Exercise goal >> In the interview excerpt, rewrite the passage that begins at the words "Seeley: I tend" and stops after "like Catwoman's style.", putting "younger sister" wherever "kid sister" appears.

Extract >>
········

Seeing the Bat-family in action and becoming a part of that — and a crucial part of that, because they need someone at the computer; they need the person who's guiding their hands, and she's much more active than Alfred with her skill set, so she has a wider array of what she's able to do and the way she's able to help Batman. She's very much a part of the action.

I would hesitate to start reading beyond that. But she is very much a part of this unit right now. And any threats to that unit, especially a flirty person who's taking over the entire criminal underworld, is what sets off Julia.

Seeley: I tend to think of her as — if I was writing her for a scene — I tend to think of her as… you know, Alfred acted as sort of a father figure for Bruce, and so she's kind of, by proxy, this sort of sister. Like a little sister to Bruce.

So I didn't see it as any kind of a romantic thing at all.

And I've never seen that for Batman. Like, I've seen Batman be very fatherly, and I've seen him be a son, but I've never seen him have, like, a kid sister sort of character to react against. So at least in my mind, that was the relationship.

Fawkes: Yeah, I was seeing it the same way — she's almost like a sisterly figure to Bruce. So any irritation she has with Catwoman is more likely that she doesn't like Catwoman's style.

········

Data block >>
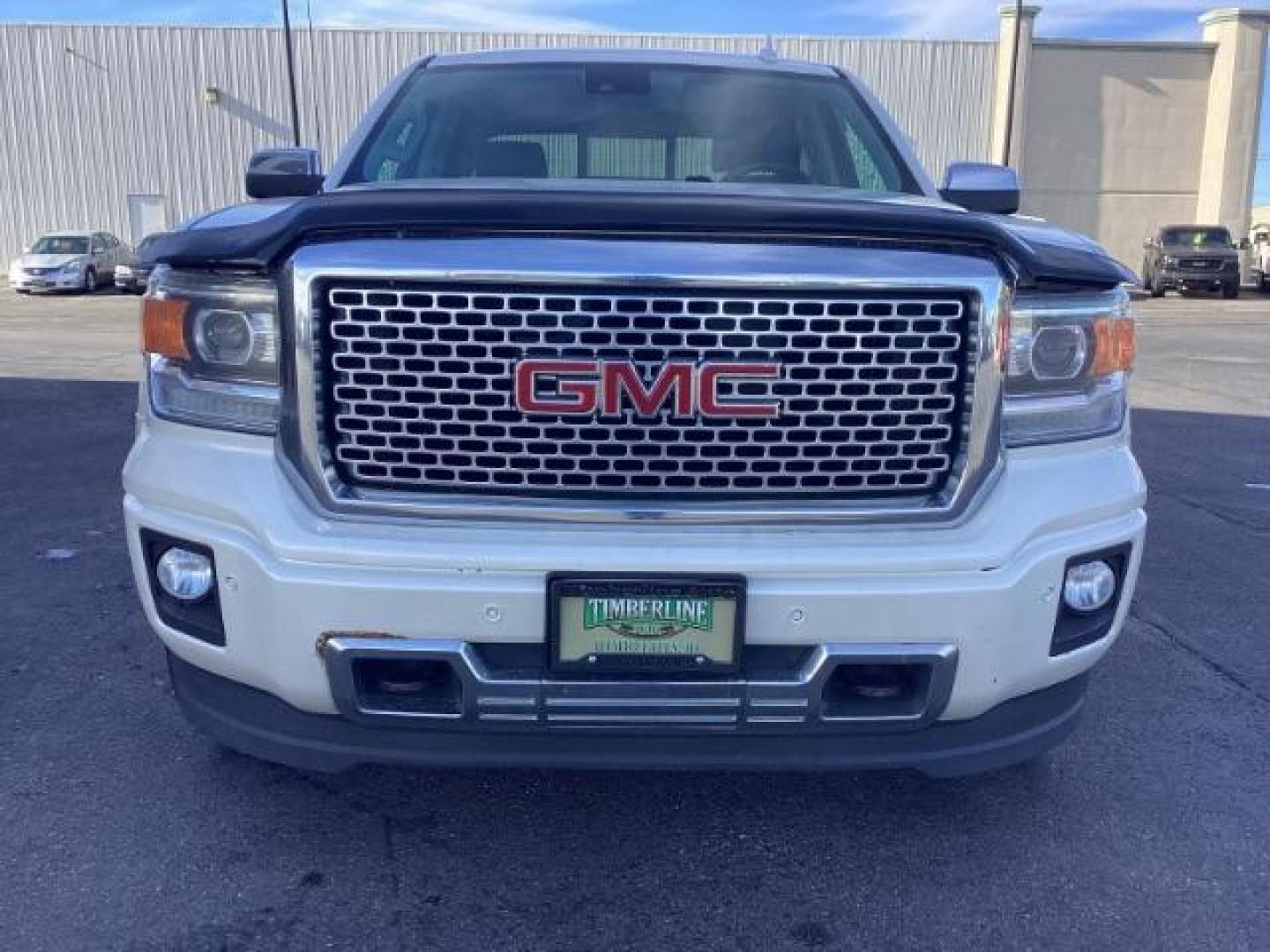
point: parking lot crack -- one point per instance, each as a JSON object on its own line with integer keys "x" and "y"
{"x": 1163, "y": 629}
{"x": 1211, "y": 510}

········

Reply >>
Seeley: I tend to think of her as — if I was writing her for a scene — I tend to think of her as… you know, Alfred acted as sort of a father figure for Bruce, and so she's kind of, by proxy, this sort of sister. Like a little sister to Bruce.

So I didn't see it as any kind of a romantic thing at all.

And I've never seen that for Batman. Like, I've seen Batman be very fatherly, and I've seen him be a son, but I've never seen him have, like, a younger sister sort of character to react against. So at least in my mind, that was the relationship.

Fawkes: Yeah, I was seeing it the same way — she's almost like a sisterly figure to Bruce. So any irritation she has with Catwoman is more likely that she doesn't like Catwoman's style.